──────── Texto de leitura
Memórias da EFA” é um documentário que se propõe a trabalhar com o tema do espólio, das heranças e das memórias das estradas de ferro no interior do estado de São Paulo, em específico, a linha que pertencia à companhia ferroviária Estrada de Ferro de Araraquara. Para construir uma narrativa, que auxilie na construção do tema, o documentário mostra uma família percorrendo de carro o trecho da estrada de ferro de Araraquara até a cidade de Santa Fé do Sul, nas barrancas do rio Paraná. Assim, Eleonora Ducerisier (34 anos, mãe e grávida) e seus dois filhos: a carismática Nix Montenegro (10 anos) e Pã Montenegro (15 anos), além de Dan Baldassari (24 anos) compõem e fazem a intermediação entre narrativa e documentário; presente e passado, ou seja, entre a memória e a constatação.

Durante o percurso, encontram estações, prédios, linhas, pessoas. A linha não é homogênea, em alguns pontos, as estações cumprem novas funções, em outros são apenas ruínas. Em cada parada, há uma tentativa de interação e resgate da memória por parte de Eleonora e de sua família, buscando compreender o passado, seja com as ruínas do presente e/ou o perene da memória das pessoas encontradas pelo caminho. Em Matão, a estação está abandonada; em outras cidades, ela virou antiquário, secretária de cultura, órgãos burocráticos do governo municipal, bar, ou mesmo, moradia de pessoas. 

A ideia do documentário ‘Memórias da EFA’, segundo o próprio diretor, surgiu após a conclusão do seu documentário ‘Apito do trem’ (2009), que tem como eixo temático a pretensa retirada dos trilhos do trem da região central de Araraquara. As obras de retirada fariam parte do PAC (Programa de Aceleração do Crescimento), um programa lançado pelo então presidente Lula, em 2008. As obras em Araraquara cumpririam uma função histórica e reorganizariam a dinâmica urbana da cidade, separada urbanisticamente entre dois grandes bolsões representados pela região da Vila Xavier e pela região central, deixando, assim, uma área gigantesca no centro da cidade. O espaço deixado pela retirada dos trilhos pode ser, o mais provável, ainda refém da especulação imobiliária, ou de um novo projeto urbanístico para a cidade, que atenderia as demandas da população.
────────────────
──────── Conteúdo dos dados
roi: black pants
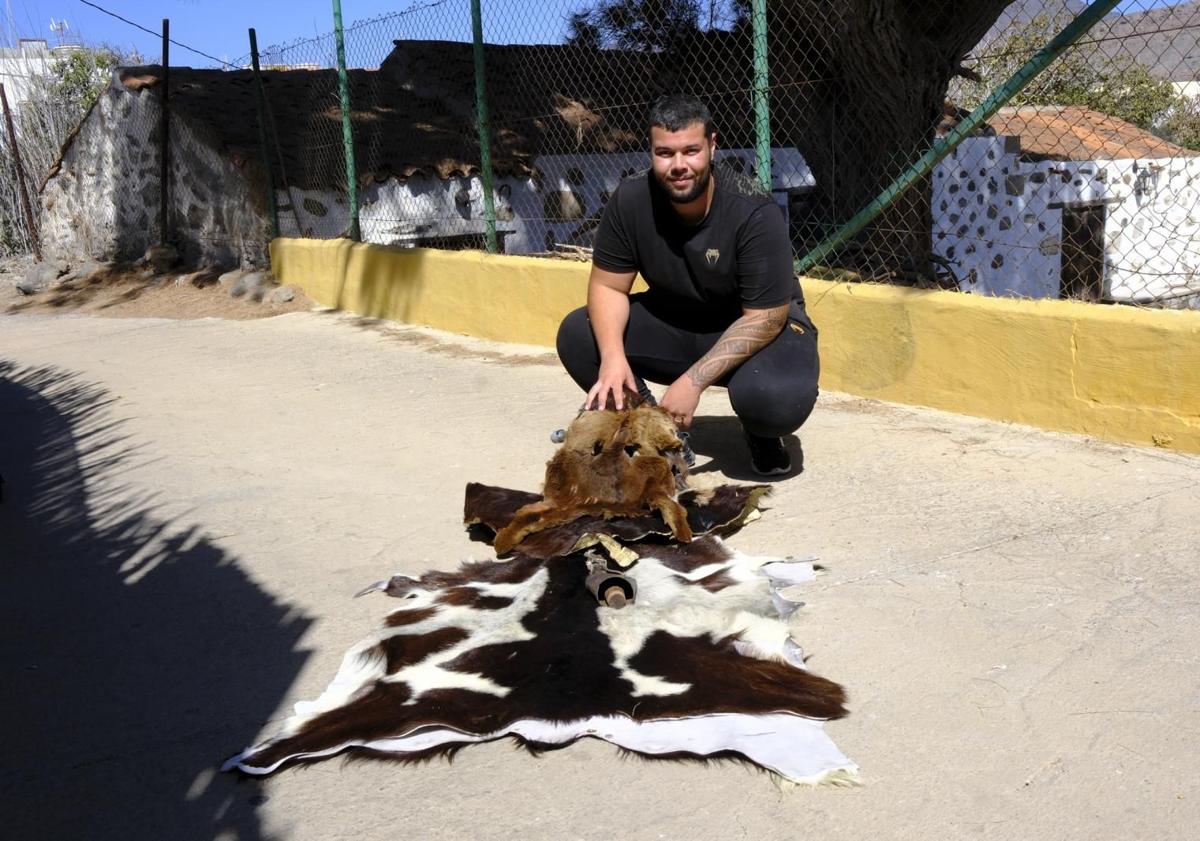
[558,295,821,437]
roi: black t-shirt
[592,167,804,332]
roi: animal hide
[224,485,856,783]
[493,406,691,557]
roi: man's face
[650,122,716,204]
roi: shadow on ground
[0,361,311,840]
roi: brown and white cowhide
[224,485,856,783]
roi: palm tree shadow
[689,415,804,482]
[0,360,312,841]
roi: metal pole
[796,0,1120,274]
[0,82,42,263]
[158,18,170,245]
[470,0,499,254]
[750,0,770,193]
[250,26,280,240]
[334,0,362,240]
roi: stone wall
[40,77,270,266]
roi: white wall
[932,137,1200,301]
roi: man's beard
[659,167,713,204]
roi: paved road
[0,313,1200,841]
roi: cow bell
[584,558,637,611]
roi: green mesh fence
[14,0,1200,307]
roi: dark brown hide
[226,537,846,768]
[463,482,770,560]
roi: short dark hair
[646,94,716,137]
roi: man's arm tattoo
[688,305,787,389]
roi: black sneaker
[679,429,696,467]
[746,432,792,476]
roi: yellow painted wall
[271,239,1200,452]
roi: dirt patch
[336,310,559,367]
[0,269,313,320]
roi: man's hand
[659,374,704,428]
[583,355,637,409]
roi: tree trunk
[768,0,1012,281]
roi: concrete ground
[0,313,1200,841]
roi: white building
[0,38,79,109]
[932,107,1200,306]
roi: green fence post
[750,0,770,193]
[794,0,1120,274]
[250,26,280,240]
[158,18,170,245]
[334,0,362,240]
[470,0,498,254]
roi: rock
[175,269,221,289]
[142,245,179,275]
[217,269,246,294]
[229,271,274,301]
[17,263,61,295]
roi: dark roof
[51,32,754,188]
[103,41,691,188]
[988,106,1200,161]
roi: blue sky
[0,0,1190,67]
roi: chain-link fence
[16,0,1200,307]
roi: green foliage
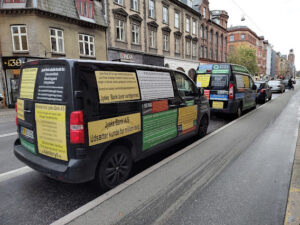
[227,45,258,75]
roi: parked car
[14,59,210,190]
[255,81,272,103]
[269,80,285,93]
[195,64,257,117]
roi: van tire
[198,115,209,138]
[96,145,132,191]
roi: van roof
[24,58,188,73]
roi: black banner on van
[36,65,66,102]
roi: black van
[14,59,210,189]
[195,64,257,117]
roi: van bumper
[210,100,239,114]
[14,139,97,183]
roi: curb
[284,124,300,225]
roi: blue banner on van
[210,94,228,101]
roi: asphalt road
[0,94,281,225]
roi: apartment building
[0,0,107,107]
[106,0,228,79]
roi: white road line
[0,132,18,138]
[0,166,33,183]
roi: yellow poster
[88,113,141,146]
[17,99,25,120]
[20,68,38,99]
[95,71,140,103]
[197,74,210,87]
[178,105,197,132]
[35,103,68,161]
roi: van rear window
[35,65,66,102]
[210,74,229,90]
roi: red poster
[152,100,169,113]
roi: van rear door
[17,60,72,161]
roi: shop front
[108,49,164,66]
[0,57,37,108]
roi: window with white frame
[192,42,197,57]
[192,20,197,35]
[114,0,124,5]
[130,0,139,11]
[79,34,95,56]
[185,17,190,32]
[175,37,180,54]
[50,28,65,53]
[163,5,169,24]
[174,11,179,28]
[149,30,156,48]
[185,41,191,56]
[148,0,155,19]
[163,34,169,51]
[116,20,125,41]
[11,25,29,52]
[131,23,140,45]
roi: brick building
[106,0,228,78]
[227,26,271,75]
[0,0,107,106]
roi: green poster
[143,109,177,150]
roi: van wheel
[96,146,132,190]
[198,115,208,138]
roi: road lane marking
[0,166,33,183]
[0,132,18,138]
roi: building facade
[0,0,107,107]
[227,26,270,76]
[106,0,228,79]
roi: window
[11,25,29,52]
[175,38,180,54]
[114,0,124,5]
[163,6,169,23]
[149,30,156,48]
[241,34,245,40]
[175,72,196,97]
[50,28,65,53]
[79,34,95,56]
[192,43,197,57]
[131,24,140,44]
[76,0,94,19]
[174,12,179,28]
[116,20,125,41]
[148,0,155,18]
[185,18,190,32]
[163,34,169,51]
[130,0,139,11]
[192,20,197,35]
[185,41,191,56]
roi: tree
[227,45,258,75]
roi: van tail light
[15,103,18,126]
[228,84,234,99]
[70,111,84,144]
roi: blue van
[195,64,257,117]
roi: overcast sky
[209,0,300,70]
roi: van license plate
[20,127,33,139]
[212,101,224,109]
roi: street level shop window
[79,34,95,57]
[50,28,65,54]
[11,25,29,52]
[76,0,94,19]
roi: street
[0,91,288,224]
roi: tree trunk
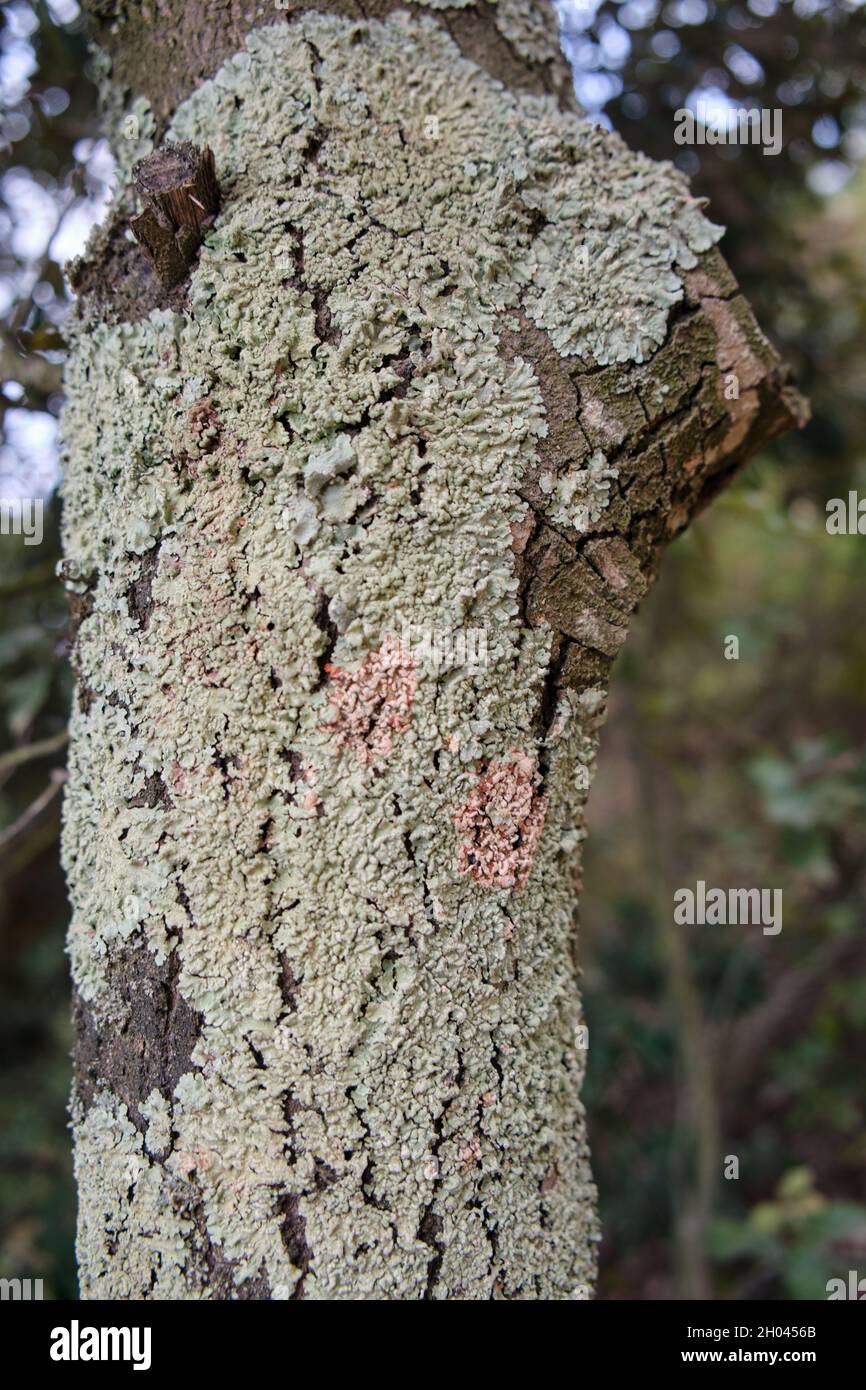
[64,0,801,1300]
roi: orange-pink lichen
[322,634,418,766]
[452,749,548,890]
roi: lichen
[64,13,714,1298]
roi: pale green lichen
[64,14,713,1298]
[538,449,619,534]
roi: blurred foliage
[0,0,866,1298]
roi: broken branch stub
[129,142,220,289]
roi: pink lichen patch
[457,1134,481,1169]
[452,749,548,890]
[321,634,418,766]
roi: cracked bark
[64,0,803,1300]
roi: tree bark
[64,0,802,1300]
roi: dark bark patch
[126,543,160,632]
[72,945,202,1131]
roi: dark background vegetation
[0,0,866,1298]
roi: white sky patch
[0,407,60,498]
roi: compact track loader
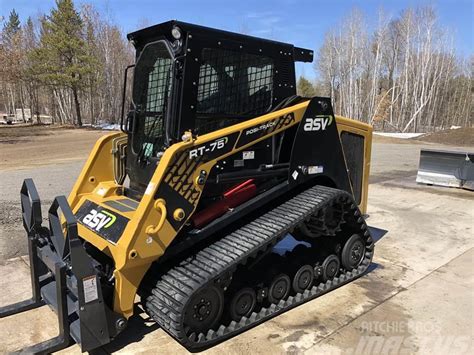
[0,21,374,353]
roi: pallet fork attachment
[0,179,126,354]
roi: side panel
[288,97,352,193]
[336,116,373,213]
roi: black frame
[0,179,126,354]
[127,21,313,192]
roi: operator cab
[123,21,313,193]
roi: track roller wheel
[293,265,314,293]
[295,199,346,240]
[184,286,224,333]
[341,234,365,270]
[268,274,291,303]
[322,254,341,281]
[229,287,257,322]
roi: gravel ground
[0,126,472,261]
[0,126,474,354]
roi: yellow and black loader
[0,21,374,353]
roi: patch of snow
[374,132,424,139]
[94,123,120,131]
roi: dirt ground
[0,125,107,170]
[0,127,474,354]
[413,127,474,147]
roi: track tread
[145,186,373,350]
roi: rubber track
[145,186,374,350]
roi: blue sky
[0,0,474,78]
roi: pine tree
[34,0,95,126]
[0,9,24,119]
[296,76,316,97]
[2,9,21,48]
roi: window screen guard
[197,48,274,133]
[133,41,172,156]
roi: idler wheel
[341,234,365,270]
[322,254,341,281]
[268,274,291,303]
[184,286,224,333]
[293,265,314,293]
[230,287,257,322]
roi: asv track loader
[0,21,374,352]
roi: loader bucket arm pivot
[0,179,125,354]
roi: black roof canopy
[127,20,313,62]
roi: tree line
[0,0,134,126]
[298,6,474,132]
[0,0,474,132]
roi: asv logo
[303,115,332,131]
[82,210,117,231]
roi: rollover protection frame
[0,179,126,354]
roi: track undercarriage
[142,186,374,350]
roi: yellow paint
[68,101,372,318]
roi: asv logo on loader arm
[82,210,117,231]
[303,115,332,131]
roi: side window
[196,48,273,134]
[341,131,364,204]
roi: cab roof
[127,20,313,62]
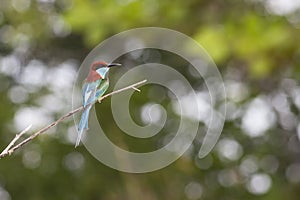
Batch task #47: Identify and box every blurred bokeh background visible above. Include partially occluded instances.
[0,0,300,200]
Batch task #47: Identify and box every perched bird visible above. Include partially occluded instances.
[75,61,121,147]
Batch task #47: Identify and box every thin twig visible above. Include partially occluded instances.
[0,124,32,157]
[0,80,147,159]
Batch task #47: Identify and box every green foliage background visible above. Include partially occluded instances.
[0,0,300,200]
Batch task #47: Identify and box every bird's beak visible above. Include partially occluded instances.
[107,63,122,67]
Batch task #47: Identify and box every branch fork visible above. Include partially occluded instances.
[0,80,147,159]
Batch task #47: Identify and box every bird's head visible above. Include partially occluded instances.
[91,61,121,78]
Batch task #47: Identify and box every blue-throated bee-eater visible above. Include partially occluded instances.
[75,61,121,147]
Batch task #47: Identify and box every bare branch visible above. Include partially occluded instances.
[0,124,32,158]
[0,80,147,159]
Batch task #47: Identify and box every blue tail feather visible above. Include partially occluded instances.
[75,106,91,147]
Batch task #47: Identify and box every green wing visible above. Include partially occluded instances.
[95,79,109,99]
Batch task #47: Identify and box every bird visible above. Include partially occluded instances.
[75,61,121,148]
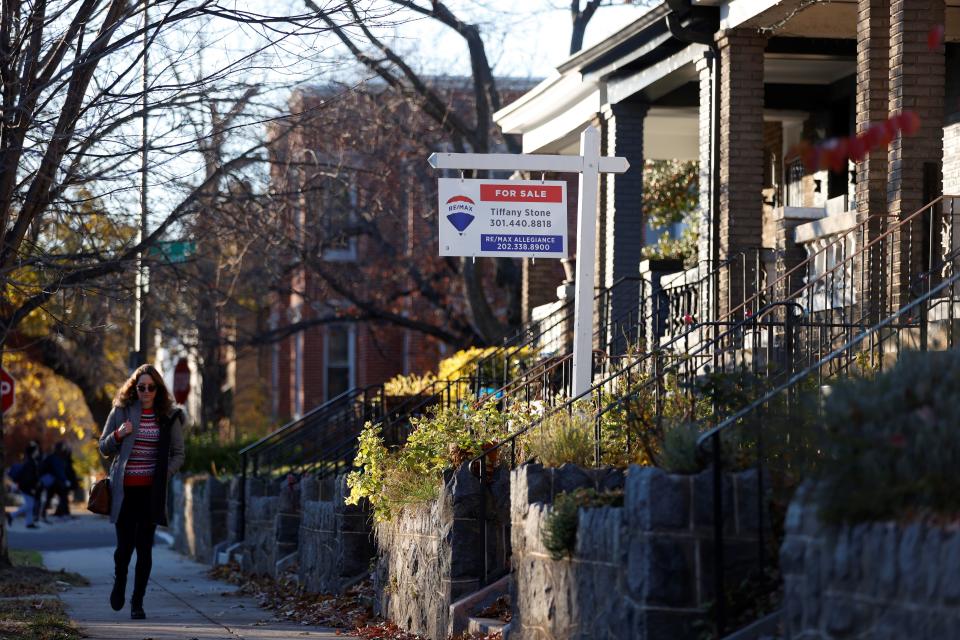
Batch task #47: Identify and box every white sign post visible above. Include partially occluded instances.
[429,127,630,396]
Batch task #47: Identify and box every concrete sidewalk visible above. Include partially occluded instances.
[43,541,338,640]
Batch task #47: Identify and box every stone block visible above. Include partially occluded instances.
[780,535,807,577]
[698,539,764,604]
[446,464,484,518]
[644,536,696,608]
[624,466,690,531]
[593,467,627,492]
[938,531,960,606]
[891,522,926,601]
[639,609,698,640]
[510,463,553,519]
[693,469,736,533]
[736,469,769,536]
[300,473,320,510]
[575,507,625,564]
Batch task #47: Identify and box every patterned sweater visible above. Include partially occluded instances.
[123,409,160,487]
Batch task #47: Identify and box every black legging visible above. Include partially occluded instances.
[113,487,157,606]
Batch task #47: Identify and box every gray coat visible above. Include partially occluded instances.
[100,400,185,525]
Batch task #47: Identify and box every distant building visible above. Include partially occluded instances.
[267,77,533,417]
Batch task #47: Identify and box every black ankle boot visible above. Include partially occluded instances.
[130,594,147,620]
[110,576,127,611]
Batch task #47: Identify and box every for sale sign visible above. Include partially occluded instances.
[439,178,567,258]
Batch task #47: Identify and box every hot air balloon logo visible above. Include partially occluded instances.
[447,196,476,235]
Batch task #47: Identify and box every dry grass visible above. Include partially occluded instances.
[0,549,90,640]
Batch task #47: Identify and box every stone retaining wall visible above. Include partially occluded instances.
[510,464,759,640]
[780,486,960,640]
[374,466,509,640]
[241,478,300,577]
[298,474,376,593]
[169,475,227,563]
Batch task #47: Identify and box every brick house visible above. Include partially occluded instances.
[495,0,960,330]
[266,77,533,418]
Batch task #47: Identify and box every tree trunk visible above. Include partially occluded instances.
[0,342,11,569]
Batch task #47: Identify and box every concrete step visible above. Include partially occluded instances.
[467,618,507,635]
[450,575,510,636]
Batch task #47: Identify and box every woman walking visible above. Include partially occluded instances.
[100,364,184,620]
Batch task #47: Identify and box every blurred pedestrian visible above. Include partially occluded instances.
[40,440,70,522]
[7,440,40,529]
[33,442,45,524]
[100,364,184,620]
[53,442,77,518]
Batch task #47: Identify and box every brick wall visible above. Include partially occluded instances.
[887,0,945,306]
[717,29,766,312]
[856,0,890,321]
[697,51,714,263]
[943,122,960,196]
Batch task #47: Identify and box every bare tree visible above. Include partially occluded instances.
[0,0,366,564]
[304,0,520,343]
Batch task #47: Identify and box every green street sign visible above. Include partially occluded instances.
[147,240,197,264]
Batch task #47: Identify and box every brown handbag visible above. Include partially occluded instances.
[87,478,110,516]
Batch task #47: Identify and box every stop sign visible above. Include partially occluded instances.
[173,358,190,404]
[0,367,14,413]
────────────────
Partes do exercício:
**A)** Responda, com base no texto sobre o documentário "Memórias da EFA":
(i) Quantos anos tem Nix Montenegro?
(ii) Em que cidade a estação está abandonada?
(iii) Em que ano foi lançado o PAC?
**B)** Renomeie "van" para "minivan" nos registros, começando na linha que contém "roi: cow bell" e parando depois da linha que contém "[35,103,68,161]", sem alterar mais nada. Devolva apenas essas linhas e deixe as imagens de fora.
O texto e os registros vêm de fontes diferentes.

Respostas:
**A)**
(i) 10 anos.
(ii) Matão.
(iii) 2008.

**B)**
roi: cow bell
[584,558,637,611]
roi: green mesh fence
[14,0,1200,307]
roi: dark brown hide
[226,537,846,768]
[463,482,770,560]
roi: short dark hair
[646,94,716,137]
roi: man's arm tattoo
[688,305,787,389]
roi: black sneaker
[679,429,696,467]
[746,432,792,476]
roi: yellow painted wall
[271,239,1200,452]
roi: dirt patch
[336,310,559,367]
[0,269,313,320]
roi: man's hand
[659,374,704,428]
[583,355,637,409]
roi: tree trunk
[768,0,1012,281]
roi: concrete ground
[0,313,1200,841]
roi: white building
[0,38,79,109]
[932,107,1200,306]
roi: green fence post
[750,0,770,193]
[794,0,1120,274]
[250,26,280,240]
[158,18,170,245]
[334,0,362,240]
[470,0,498,254]
roi: rock
[175,269,221,289]
[142,245,179,275]
[217,269,246,294]
[229,271,274,301]
[17,263,61,295]
roi: dark roof
[51,32,754,188]
[103,41,691,188]
[988,106,1200,161]
roi: blue sky
[0,0,1190,67]
roi: chain-link fence
[16,0,1200,307]
roi: green foliage
[227,45,258,75]
roi: parked car
[14,59,210,190]
[255,81,272,103]
[269,80,285,93]
[195,64,257,117]
roi: minivan tire
[198,115,209,138]
[96,145,132,191]
roi: minivan roof
[24,58,188,73]
roi: black banner on minivan
[36,65,66,102]
roi: black minivan
[14,59,210,189]
[195,64,257,117]
roi: minivan bumper
[210,100,239,114]
[14,139,97,183]
roi: curb
[284,124,300,225]
roi: blue banner on minivan
[210,94,228,101]
roi: asphalt road
[0,94,281,225]
roi: apartment building
[0,0,107,107]
[106,0,228,79]
roi: white road line
[0,132,18,138]
[0,166,33,183]
roi: yellow poster
[88,113,141,146]
[17,99,25,120]
[20,68,38,99]
[95,71,140,103]
[197,74,210,87]
[178,105,197,132]
[35,103,68,161]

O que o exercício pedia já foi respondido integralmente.